→ **What the exercise asks**
Repeat, word for word, the lines of the material between the line holding "identify the purple" and the line holding "[[511, 240], [452, 280], [411, 294], [534, 217]]", inclusive.

--- Begin Information given ---

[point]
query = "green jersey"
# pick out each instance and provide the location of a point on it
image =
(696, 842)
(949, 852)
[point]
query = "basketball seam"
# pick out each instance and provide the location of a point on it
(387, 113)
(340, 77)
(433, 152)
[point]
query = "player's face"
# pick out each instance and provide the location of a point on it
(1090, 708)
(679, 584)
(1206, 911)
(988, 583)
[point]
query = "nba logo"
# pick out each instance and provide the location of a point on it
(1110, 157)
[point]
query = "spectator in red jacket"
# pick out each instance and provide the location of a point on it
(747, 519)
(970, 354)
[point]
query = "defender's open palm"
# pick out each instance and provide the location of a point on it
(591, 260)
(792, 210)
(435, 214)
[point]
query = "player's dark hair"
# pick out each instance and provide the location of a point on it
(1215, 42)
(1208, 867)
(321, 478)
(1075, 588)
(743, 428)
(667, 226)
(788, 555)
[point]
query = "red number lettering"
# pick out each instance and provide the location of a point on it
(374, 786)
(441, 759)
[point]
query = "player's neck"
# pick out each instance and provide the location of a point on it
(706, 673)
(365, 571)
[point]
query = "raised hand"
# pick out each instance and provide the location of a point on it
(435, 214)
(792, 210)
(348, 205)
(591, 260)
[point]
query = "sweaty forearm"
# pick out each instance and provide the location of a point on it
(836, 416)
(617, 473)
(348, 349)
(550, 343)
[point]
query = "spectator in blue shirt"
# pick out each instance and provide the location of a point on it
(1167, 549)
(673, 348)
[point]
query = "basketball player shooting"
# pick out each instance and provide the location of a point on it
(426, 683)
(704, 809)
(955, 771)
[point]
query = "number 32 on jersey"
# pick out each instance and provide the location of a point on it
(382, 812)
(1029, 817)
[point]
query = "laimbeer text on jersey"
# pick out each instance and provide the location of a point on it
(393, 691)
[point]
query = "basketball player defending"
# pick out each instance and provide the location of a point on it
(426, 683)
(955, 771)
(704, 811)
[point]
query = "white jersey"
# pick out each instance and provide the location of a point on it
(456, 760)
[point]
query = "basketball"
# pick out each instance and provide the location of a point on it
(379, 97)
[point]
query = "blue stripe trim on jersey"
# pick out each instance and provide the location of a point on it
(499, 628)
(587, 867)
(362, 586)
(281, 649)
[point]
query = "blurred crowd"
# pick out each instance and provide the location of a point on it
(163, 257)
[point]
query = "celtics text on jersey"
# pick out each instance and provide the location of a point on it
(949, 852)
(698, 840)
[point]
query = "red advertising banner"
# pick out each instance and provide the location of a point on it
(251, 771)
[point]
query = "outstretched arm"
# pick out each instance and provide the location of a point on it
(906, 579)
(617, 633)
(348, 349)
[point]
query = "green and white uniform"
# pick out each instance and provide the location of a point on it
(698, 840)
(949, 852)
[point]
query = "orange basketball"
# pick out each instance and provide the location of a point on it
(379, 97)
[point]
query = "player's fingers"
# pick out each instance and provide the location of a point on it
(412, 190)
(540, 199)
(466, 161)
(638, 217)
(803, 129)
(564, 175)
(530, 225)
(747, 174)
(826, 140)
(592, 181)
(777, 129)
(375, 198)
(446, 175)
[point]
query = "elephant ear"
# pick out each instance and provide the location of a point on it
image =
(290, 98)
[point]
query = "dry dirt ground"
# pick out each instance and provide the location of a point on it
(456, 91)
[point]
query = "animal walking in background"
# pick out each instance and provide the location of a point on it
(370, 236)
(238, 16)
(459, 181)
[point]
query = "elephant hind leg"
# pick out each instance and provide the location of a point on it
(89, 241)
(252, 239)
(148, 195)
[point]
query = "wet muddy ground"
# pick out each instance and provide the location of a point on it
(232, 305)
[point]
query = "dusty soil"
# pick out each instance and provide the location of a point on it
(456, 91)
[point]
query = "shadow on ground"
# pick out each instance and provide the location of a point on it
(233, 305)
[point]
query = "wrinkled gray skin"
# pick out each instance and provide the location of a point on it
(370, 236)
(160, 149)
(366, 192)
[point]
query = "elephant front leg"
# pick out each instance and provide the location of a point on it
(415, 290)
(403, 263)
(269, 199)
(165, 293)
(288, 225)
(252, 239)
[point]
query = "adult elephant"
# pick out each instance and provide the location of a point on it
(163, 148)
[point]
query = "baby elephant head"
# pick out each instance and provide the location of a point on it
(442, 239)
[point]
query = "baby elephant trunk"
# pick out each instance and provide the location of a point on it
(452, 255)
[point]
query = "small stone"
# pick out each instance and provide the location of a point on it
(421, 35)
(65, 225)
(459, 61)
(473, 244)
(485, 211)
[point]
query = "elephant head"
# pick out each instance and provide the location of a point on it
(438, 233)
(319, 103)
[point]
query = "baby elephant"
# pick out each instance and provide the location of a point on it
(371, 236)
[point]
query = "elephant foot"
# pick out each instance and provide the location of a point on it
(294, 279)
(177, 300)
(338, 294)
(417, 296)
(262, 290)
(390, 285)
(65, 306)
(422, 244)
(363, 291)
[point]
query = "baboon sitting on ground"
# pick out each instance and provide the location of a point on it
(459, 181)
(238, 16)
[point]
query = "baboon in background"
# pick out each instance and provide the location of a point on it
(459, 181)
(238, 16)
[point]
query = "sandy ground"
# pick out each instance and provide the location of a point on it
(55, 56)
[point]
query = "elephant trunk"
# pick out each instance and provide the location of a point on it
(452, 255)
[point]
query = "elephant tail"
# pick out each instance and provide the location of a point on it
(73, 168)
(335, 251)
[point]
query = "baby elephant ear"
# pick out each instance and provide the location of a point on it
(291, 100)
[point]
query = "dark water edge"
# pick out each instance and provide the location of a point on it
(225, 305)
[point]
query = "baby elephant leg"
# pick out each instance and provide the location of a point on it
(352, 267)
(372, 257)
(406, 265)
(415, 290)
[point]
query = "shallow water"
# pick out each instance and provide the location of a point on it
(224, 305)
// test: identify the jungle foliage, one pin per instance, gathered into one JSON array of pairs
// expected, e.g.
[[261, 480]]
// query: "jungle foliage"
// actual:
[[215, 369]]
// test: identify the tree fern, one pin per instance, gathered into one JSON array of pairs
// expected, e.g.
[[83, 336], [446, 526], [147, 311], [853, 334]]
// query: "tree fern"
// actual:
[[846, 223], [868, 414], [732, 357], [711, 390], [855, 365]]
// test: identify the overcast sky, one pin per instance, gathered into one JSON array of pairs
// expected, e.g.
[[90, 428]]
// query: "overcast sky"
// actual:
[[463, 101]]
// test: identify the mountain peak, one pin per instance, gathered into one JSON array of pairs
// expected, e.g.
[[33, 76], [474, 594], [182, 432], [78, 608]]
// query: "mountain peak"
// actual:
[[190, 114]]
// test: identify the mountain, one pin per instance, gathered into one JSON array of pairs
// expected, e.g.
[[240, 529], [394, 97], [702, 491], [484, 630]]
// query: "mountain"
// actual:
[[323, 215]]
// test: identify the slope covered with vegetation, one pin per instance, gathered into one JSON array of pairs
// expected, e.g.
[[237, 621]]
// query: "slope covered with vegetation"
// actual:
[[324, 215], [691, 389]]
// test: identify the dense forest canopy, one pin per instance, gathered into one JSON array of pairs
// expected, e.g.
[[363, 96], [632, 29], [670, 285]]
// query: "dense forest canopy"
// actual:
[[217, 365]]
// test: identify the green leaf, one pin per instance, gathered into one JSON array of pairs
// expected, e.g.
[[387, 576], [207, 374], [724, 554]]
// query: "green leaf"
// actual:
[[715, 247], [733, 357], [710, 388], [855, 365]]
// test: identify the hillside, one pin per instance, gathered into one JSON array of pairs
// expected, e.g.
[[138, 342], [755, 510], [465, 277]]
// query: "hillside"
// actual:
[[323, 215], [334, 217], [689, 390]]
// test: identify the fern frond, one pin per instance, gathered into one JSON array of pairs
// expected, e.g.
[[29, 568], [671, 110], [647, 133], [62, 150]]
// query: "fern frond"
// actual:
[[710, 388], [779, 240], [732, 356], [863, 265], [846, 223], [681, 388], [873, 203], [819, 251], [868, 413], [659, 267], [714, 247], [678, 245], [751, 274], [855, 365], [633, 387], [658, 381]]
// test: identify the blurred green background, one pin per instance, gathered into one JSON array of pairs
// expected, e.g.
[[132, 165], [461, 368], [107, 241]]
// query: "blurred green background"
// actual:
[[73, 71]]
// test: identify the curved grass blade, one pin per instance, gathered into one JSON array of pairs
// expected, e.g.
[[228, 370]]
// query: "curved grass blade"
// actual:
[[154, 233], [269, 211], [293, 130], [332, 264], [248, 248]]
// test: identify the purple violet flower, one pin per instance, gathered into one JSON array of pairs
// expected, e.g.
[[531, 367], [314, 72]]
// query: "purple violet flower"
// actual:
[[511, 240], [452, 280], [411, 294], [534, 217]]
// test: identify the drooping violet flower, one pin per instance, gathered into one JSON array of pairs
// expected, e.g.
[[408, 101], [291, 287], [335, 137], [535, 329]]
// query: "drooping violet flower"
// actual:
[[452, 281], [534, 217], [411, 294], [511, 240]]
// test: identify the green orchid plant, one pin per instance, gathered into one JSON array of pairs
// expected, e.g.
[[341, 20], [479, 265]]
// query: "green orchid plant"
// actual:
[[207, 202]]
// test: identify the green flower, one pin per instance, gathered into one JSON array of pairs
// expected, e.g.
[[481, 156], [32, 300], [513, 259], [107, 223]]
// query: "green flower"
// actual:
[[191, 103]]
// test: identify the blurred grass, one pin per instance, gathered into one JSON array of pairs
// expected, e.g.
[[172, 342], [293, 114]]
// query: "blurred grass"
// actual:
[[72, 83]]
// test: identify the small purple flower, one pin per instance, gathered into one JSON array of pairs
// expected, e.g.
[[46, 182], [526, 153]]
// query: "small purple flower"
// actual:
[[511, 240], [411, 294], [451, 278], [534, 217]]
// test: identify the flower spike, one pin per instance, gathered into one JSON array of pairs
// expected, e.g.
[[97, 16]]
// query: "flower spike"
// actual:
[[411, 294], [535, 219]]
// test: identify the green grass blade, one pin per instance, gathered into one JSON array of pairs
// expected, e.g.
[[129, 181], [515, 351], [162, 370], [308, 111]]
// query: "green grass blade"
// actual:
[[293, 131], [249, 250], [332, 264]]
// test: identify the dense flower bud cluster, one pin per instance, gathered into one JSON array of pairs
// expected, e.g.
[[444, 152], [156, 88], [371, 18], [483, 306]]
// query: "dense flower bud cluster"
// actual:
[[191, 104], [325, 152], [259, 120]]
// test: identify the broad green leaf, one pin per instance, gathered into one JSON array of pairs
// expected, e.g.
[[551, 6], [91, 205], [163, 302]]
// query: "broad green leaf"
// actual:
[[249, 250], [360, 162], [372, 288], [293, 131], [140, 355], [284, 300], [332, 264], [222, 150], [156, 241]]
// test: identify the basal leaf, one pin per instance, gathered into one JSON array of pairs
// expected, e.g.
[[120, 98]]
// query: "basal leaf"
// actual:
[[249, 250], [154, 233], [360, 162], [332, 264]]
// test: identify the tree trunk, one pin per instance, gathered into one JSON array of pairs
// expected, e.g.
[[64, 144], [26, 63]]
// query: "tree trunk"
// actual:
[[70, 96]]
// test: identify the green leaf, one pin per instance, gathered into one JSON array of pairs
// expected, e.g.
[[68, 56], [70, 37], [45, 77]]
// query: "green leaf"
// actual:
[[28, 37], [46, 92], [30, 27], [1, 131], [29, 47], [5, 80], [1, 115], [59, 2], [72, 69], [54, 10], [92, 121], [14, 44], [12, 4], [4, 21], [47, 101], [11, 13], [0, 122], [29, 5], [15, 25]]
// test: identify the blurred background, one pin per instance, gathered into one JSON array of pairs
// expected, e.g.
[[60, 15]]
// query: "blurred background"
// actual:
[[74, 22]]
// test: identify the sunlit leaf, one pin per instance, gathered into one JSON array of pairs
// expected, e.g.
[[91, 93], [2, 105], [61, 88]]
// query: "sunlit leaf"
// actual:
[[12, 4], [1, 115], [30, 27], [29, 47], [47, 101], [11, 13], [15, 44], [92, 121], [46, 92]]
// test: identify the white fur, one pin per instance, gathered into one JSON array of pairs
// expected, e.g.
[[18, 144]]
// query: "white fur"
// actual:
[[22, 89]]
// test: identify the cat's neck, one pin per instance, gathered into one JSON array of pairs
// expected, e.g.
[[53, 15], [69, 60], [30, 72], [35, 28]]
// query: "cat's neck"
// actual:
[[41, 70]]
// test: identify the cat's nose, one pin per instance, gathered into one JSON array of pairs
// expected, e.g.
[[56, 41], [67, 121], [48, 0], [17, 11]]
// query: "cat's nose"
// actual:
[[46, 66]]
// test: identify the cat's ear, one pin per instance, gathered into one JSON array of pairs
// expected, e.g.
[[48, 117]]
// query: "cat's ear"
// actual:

--- End Information given ---

→ **Solution for this task**
// test: identify the purple violet flower, one pin per instance, gathered into one JSON array of pairs
// expected, e.g.
[[531, 367], [314, 72]]
// query: "purple violet flower"
// actual:
[[511, 240], [452, 280], [411, 294], [534, 217]]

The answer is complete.